Accounting for Income Taxes
We are governed by U.S. income tax laws, which are administered by the Internal Revenue Service ("IRS"). We follow ASC 740, Accounting for Income Taxes, which requires an asset and liability approach to financial accounting and reporting for income taxes. Deferred tax assets and liabilities are recognized for the future tax consequences attributable to differences between the financial statement carrying amounts of existing assets and liabilities and their respective tax bases and operating loss and tax credit carryforwards. Deferred tax assets and liabilities are measured using enacted tax rates expected to apply to taxable income in the years in which those temporary differences are expected to be recovered or settled. A valuation allowance is provided when it is more likely than not that some portion or all of a deferred tax asset will not be realized. The ultimate realization of deferred tax assets is dependent upon the generation of future taxable income and the reversal of deferred tax liabilities during the period in which the related temporary difference becomes deductible.
Assessment of Goodwill and Intangible Assets
Our indefinite-lived assets include Goodwill and Intangible Assets resulting from the acquisition of PPLS. Goodwill represents the purchase price in excess of fair values assigned to the underlying identifiable net assets of the acquired business. Goodwill and Intangible Assets are reviewed annually for impairment unless circumstances dictate the need for more frequent assessment.

Entries supplied:
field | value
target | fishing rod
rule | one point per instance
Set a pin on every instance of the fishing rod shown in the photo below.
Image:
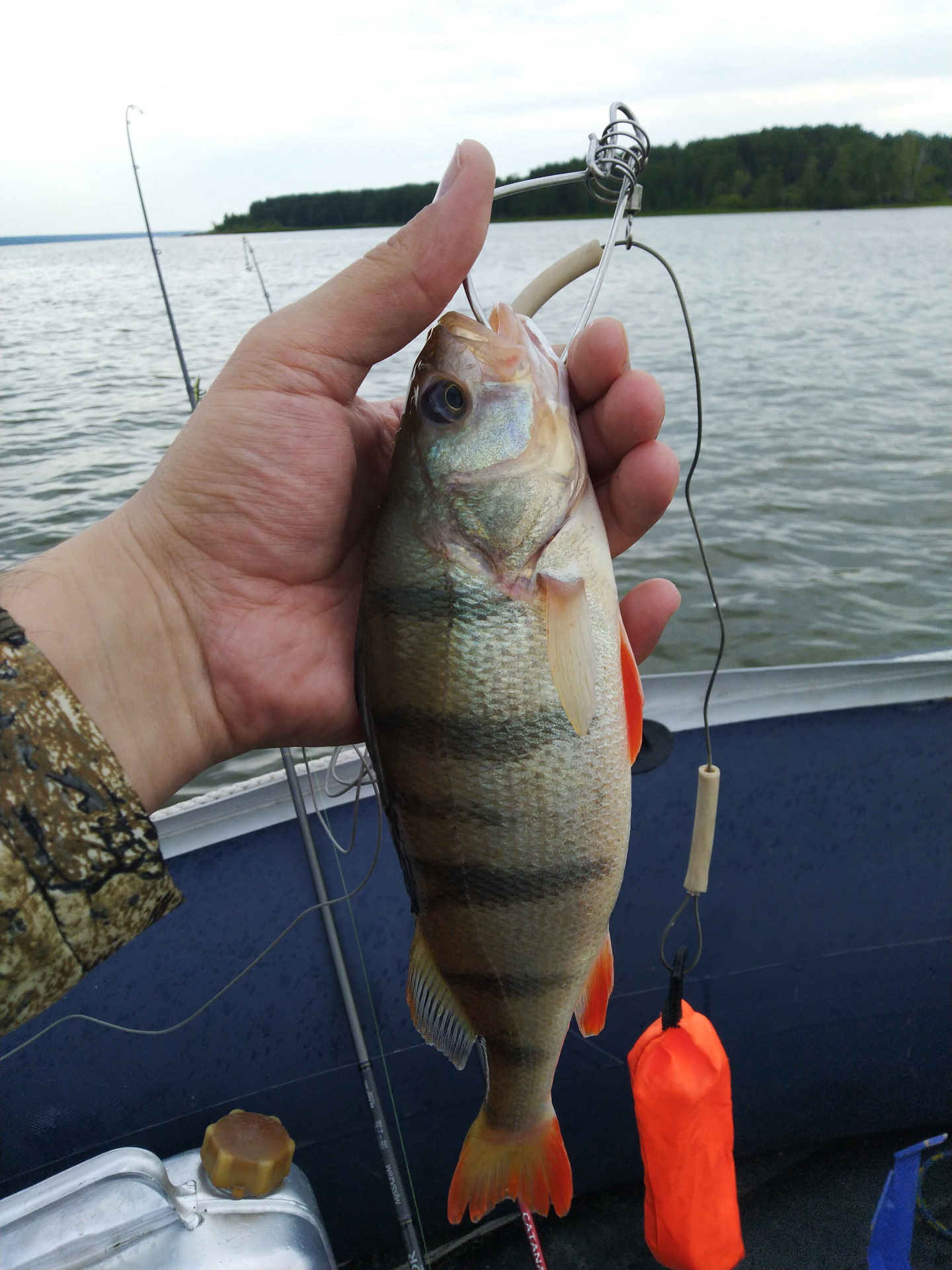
(397, 1191)
(251, 252)
(190, 386)
(614, 164)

Task:
Reproduce the accounting passage word for word, from "Assessment of Goodwill" up to and including "more frequent assessment.".

Problem solution:
Assessment of Goodwill and Intangible Assets
Our indefinite-lived assets include Goodwill and Intangible Assets resulting from the acquisition of PPLS. Goodwill represents the purchase price in excess of fair values assigned to the underlying identifiable net assets of the acquired business. Goodwill and Intangible Assets are reviewed annually for impairment unless circumstances dictate the need for more frequent assessment.